#### BRIEF:
Extract every line of the records below word for word, changing nothing, and leave the pictures out of your answer.

═════ RECORDED INFORMATION

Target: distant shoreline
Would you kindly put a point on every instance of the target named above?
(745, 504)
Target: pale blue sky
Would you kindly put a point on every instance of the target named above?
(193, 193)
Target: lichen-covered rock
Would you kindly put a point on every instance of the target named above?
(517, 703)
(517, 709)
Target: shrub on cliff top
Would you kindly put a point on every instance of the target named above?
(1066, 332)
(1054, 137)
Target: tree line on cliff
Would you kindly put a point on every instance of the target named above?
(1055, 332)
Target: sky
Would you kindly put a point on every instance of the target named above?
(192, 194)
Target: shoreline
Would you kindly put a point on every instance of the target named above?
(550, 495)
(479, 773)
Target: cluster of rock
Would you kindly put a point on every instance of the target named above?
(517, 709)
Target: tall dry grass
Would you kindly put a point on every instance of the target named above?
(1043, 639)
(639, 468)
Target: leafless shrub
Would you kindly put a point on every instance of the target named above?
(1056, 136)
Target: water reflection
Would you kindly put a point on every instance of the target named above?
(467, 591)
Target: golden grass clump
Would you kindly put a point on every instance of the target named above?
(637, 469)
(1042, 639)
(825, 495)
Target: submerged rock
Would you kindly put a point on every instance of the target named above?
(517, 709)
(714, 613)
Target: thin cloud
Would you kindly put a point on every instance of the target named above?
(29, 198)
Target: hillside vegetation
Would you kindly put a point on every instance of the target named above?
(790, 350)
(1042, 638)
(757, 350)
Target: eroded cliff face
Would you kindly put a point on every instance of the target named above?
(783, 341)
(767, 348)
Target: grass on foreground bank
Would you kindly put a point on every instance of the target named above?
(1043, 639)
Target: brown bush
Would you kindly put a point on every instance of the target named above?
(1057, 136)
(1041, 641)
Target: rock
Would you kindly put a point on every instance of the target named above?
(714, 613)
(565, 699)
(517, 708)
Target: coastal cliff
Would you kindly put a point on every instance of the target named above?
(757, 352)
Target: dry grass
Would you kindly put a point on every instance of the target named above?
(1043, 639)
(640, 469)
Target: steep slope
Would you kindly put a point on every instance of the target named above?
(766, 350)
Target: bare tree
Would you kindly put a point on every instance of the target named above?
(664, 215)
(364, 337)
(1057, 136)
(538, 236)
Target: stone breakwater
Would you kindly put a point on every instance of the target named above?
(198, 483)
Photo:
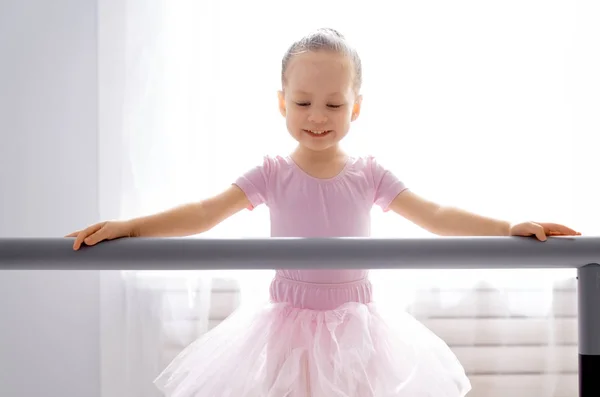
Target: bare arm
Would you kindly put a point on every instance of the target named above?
(192, 218)
(446, 221)
(185, 220)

══════════

#### WRITTEN SOLUTION:
Target: distant shoreline
Would you kindly put a point on every instance of the target named above?
(745, 504)
Target: pale blue sky
Would you kindly put a point on every instance of the target named above?
(193, 193)
Target: lichen-covered rock
Would you kindly put a point on every instance of the target named above?
(517, 703)
(517, 709)
Target: shrub on cliff top
Would you kindly put a point on every instance of the target named above?
(1066, 332)
(1054, 137)
Target: tree line on cliff
Would you kindly put a point on every instance of the target named above?
(1055, 332)
Target: sky
Would you kindly put a point on every instance of the target named above?
(192, 194)
Target: shoreline
Would you kindly put a point on every instance of the target named above?
(550, 495)
(479, 773)
Target: cluster of rock
Would you kindly put a point on every instance of the target named above?
(517, 709)
Target: tall dry grass
Would you kindly put a point on every instance of the target named above?
(1043, 639)
(639, 468)
Target: leafless shrub
Would you kindly put a point on every instance of the target named above?
(1056, 136)
Target: water reflection
Would you kindly put a point on every instance of the target named above?
(467, 591)
Target: golden grass clump
Would you kindly put a point on every instance of the target named above?
(637, 469)
(1042, 639)
(825, 495)
Target: submerged rock
Would you kindly put a point on every instance of the target named above?
(517, 709)
(714, 613)
Target: thin cloud
Would you kindly put a point on every instance of the target named above?
(29, 198)
Target: hillside vegetation
Would you kindly put a point on every instance of the target named above?
(790, 350)
(1042, 638)
(757, 350)
Target: eroded cliff face
Would you kindly put a point on every instance of the target named above?
(783, 341)
(767, 348)
Target: grass on foreground bank
Would you kindly put a point on every instance of the target named above?
(1043, 639)
Target: brown bush
Would you kindly put a point on every instance of the target named above?
(1057, 136)
(1041, 641)
Target: rock
Would you kindly put a point on every instance of the target named above?
(714, 613)
(565, 699)
(517, 708)
Target: coastal cliff
Would you kindly put a point on every instance of the target named above?
(757, 352)
Target: dry grass
Would you kindly put a point on every instance of the target named above?
(1043, 639)
(640, 469)
Target: steep slope
Would you kindly put a point on every instance of the target named above?
(766, 350)
Target: bare tree
Would you kindly put a point on every instance of the target named above?
(664, 215)
(364, 337)
(1057, 136)
(538, 236)
Target: stone breakwater
Would you kindly put a point on every instance of the target named above?
(198, 483)
Photo:
Target: bare arm
Would you kindly put a point on every instance of the target named above?
(192, 218)
(446, 221)
(185, 220)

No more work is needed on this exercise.